Choosing a toy for children can be tricky. You have to consider the age of the child, what kinds of toys they like, and what cool, new toys are popular. But the most important consideration when choosing a toy for any child should be safety. It can be hard to know what toys are safe for children and what should be avoided, but there are a few simple guidelines you can follow to make sure the toys you purchase are safe.
Check the labels
Many toys and games have labels that provide information about the toy’s safety or appropriate age range. You will often find labels that state “Not recommended for children under age three”, for example. Certain types of toys have specific labels you should check for. For fabric toys, look for a label stating that the fabric used is flame resistant or flame retardant. Art supplies, like markers, crayons, and paints should be clearly labelled non-toxic. They should also say “conforms to ASTM D-4236” somewhere—this label indicates that they’ve been evaluated by the American Society for Testing and Materials. If you’re purchasing an electronic toy, check for a label with a small, circular logo that says “UL” inside. This means an electronic device met standards imposed by Underwriters Laboratories, an independent group that inspects devices for safety.
Think about the child’s age
Toys that are fine for older children aren’t always safe for toddlers and younger children. With toddlers, you want to be especially careful about toys with removable small parts. Toddlers love to put anything they can get their hands on in their mouth, so they may choke on small parts. This includes batteries—make sure battery-operated toys have screws so the battery pack can’t be opened by a child. Double-check toys for young children and make sure there are no sharp pieces or long strings the child may wrap around their neck. Older children can play with a wider variety of toys, but there are still special considerations. Make sure your child has proper safety equipment, like knee and elbow pads. All children should wear a helmet when riding a bike, skateboard, or scooter. Check that any helmet you purchase has a Snell label—this means it meets the highest safety requirements.

(ACTIVITY)
Continue the toy safety guide above, starting right after its last sentence.

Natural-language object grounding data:
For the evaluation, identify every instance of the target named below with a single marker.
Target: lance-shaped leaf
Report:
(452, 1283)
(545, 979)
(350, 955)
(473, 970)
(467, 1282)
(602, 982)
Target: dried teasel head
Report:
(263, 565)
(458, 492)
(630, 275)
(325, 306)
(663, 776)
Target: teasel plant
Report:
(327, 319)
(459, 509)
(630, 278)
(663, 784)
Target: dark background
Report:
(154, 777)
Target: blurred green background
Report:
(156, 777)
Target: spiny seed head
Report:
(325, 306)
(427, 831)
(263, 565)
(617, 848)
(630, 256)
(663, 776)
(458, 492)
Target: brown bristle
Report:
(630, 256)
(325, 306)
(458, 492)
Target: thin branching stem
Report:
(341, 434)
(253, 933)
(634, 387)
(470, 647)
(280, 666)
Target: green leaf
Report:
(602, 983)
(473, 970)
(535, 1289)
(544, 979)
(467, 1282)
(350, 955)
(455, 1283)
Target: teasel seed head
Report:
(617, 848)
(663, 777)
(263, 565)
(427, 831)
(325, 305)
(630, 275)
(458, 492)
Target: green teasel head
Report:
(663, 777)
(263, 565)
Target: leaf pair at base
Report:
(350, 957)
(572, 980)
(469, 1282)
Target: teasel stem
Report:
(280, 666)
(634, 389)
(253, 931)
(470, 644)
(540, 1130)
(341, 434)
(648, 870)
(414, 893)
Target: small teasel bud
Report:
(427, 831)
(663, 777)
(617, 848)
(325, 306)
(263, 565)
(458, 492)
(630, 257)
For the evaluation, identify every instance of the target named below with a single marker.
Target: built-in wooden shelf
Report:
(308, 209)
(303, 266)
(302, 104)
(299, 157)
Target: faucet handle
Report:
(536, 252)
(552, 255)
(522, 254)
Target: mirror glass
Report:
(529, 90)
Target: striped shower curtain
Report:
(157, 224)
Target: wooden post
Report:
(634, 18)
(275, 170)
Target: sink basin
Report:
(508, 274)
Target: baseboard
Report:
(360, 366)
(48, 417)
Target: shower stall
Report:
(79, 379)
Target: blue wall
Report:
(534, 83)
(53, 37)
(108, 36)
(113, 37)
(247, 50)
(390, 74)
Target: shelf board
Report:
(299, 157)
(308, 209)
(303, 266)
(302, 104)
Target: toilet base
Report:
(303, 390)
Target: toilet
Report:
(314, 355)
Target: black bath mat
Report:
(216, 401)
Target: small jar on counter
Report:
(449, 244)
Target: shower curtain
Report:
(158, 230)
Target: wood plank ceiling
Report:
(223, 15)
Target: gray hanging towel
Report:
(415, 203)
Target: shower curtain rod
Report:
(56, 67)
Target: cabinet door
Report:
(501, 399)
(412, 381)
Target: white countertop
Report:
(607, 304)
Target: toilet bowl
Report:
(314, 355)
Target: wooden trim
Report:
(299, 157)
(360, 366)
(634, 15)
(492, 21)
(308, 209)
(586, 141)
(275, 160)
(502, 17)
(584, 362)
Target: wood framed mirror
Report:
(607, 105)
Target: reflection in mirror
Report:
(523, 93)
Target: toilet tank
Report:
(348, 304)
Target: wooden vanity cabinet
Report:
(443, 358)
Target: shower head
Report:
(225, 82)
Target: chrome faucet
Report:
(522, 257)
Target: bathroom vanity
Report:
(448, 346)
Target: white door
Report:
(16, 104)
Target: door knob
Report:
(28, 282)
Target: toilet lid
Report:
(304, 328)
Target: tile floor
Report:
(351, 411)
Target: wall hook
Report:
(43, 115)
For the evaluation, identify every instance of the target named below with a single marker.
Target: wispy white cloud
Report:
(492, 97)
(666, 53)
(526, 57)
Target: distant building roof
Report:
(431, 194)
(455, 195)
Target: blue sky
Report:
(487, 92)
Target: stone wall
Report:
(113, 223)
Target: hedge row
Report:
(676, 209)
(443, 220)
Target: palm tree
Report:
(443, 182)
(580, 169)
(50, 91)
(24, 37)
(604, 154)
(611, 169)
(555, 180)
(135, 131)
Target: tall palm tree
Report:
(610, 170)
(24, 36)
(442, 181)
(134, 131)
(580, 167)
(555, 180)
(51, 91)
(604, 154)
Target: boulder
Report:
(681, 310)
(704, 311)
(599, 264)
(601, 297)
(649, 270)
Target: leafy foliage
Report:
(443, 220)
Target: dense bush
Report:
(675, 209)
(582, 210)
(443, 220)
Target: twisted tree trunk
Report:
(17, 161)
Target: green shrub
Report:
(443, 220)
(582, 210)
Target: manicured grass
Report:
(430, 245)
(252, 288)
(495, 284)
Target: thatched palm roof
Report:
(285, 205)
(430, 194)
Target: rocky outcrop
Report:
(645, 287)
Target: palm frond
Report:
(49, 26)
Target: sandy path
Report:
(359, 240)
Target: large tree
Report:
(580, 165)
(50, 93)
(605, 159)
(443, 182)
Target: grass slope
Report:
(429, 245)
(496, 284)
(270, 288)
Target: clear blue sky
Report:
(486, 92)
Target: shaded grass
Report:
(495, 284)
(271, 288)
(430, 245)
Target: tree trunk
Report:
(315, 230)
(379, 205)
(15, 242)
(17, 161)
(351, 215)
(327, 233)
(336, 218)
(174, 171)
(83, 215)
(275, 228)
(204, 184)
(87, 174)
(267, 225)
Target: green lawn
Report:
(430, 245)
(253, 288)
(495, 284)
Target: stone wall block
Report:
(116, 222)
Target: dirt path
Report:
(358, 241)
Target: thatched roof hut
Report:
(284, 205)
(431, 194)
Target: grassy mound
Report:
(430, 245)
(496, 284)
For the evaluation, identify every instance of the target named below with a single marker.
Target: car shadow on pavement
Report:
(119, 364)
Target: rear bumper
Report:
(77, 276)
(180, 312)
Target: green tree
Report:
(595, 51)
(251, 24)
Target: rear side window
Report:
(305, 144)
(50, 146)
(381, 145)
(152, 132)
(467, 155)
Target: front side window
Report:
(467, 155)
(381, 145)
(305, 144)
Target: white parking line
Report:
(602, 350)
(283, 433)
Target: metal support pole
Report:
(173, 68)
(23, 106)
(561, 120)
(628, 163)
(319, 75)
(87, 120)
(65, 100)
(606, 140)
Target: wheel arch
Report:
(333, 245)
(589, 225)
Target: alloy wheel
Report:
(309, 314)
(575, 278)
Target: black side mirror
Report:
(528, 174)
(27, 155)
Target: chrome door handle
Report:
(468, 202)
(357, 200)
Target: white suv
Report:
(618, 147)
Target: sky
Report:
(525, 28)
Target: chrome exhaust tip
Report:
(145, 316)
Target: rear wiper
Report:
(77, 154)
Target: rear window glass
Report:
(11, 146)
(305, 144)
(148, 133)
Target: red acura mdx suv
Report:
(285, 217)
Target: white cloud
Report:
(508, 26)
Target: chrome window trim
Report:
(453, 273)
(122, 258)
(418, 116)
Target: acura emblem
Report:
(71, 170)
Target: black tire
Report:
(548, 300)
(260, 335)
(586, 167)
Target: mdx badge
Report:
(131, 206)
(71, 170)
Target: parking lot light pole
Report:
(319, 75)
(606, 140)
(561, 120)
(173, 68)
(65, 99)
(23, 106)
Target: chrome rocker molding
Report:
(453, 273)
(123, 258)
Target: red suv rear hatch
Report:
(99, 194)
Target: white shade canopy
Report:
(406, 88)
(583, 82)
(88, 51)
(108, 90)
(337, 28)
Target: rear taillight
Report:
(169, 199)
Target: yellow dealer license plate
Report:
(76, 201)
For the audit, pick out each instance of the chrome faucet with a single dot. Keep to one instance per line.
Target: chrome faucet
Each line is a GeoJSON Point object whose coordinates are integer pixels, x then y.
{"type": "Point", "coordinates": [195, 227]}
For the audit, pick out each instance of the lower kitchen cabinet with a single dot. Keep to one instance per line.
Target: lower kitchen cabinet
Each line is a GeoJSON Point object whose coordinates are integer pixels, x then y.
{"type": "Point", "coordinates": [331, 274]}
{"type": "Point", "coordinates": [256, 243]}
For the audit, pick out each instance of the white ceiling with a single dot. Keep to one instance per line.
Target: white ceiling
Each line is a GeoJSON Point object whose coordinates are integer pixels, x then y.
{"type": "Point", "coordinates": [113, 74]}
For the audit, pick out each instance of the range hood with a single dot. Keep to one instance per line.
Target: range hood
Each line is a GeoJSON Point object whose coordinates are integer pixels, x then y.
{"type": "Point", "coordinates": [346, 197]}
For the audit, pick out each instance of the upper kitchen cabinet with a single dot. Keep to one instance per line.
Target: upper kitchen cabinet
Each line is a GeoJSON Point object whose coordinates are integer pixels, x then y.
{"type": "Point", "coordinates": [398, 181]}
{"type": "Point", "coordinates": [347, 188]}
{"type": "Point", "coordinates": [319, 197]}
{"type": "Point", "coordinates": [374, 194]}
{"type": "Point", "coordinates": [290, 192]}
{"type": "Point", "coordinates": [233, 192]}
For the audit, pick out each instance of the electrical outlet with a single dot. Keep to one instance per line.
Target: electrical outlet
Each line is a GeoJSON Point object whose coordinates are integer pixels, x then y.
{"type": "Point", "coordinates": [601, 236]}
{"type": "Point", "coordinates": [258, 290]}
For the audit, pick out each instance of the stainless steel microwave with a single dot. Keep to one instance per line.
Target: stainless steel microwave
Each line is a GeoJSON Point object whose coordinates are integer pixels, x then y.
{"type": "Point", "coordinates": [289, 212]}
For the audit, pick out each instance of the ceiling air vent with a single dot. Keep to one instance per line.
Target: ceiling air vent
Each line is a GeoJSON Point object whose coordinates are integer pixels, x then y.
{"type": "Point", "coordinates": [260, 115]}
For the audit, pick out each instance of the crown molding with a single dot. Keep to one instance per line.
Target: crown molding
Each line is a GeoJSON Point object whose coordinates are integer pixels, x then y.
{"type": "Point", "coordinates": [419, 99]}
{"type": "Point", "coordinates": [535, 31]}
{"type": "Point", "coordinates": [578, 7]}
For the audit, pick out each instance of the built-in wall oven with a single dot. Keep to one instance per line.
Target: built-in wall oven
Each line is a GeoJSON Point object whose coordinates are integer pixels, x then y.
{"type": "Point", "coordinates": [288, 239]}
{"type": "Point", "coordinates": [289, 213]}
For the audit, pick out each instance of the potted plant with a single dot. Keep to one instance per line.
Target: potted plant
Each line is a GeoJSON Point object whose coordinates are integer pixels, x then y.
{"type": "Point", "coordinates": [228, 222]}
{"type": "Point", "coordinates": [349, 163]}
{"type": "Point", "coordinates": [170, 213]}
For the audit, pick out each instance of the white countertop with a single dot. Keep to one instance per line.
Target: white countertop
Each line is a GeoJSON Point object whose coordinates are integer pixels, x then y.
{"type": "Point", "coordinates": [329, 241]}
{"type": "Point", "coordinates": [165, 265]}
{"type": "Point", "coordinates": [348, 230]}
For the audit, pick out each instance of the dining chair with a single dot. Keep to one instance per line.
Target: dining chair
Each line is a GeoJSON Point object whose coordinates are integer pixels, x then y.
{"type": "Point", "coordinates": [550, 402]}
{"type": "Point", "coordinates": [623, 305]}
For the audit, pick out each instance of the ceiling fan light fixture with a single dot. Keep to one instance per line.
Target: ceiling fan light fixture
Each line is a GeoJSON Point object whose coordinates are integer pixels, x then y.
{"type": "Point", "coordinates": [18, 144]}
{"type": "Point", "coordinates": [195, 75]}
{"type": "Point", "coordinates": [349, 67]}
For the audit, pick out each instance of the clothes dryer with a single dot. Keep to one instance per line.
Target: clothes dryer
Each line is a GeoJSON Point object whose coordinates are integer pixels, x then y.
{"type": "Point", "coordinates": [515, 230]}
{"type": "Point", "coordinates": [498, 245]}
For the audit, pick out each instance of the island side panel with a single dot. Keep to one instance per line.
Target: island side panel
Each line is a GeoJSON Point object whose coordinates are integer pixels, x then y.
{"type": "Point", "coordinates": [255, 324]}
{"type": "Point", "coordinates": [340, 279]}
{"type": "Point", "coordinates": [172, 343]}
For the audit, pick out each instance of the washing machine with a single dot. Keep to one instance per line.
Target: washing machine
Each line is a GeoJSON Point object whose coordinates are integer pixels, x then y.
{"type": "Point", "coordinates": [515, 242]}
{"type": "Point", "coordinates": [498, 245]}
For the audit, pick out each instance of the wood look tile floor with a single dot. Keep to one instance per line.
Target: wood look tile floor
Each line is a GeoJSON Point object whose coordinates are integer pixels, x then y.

(TASK OUTPUT)
Check the toy’s condition
If you purchase or receive a second-hand toy, check it carefully before giving it to your child.A toy that was perfectly safe when it was brand-new may be less safe as it becomes worn. Wooden toys may become splintered. Outdoor toys like bikes can rust, making the bike unsteady and exposing your child to dangerous sharp edges. Plastic toys can break, creating sharp points or choking hazards for small children. Even stuffed animals can break apart, exposing small pieces that a young child might choke on.
Keep non-toys away
Children may be tempted to play with things that are not meant to be toys. When giving a child a toy, make sure plastic wrapping and packaging is properly disposed of. Children can be suffocated by these. While balloons are fun for children’s birthday parties and special occasions, they also present a choking hazard. A balloon should never be given to a child as a toy, and children should be supervised when playing with balloons.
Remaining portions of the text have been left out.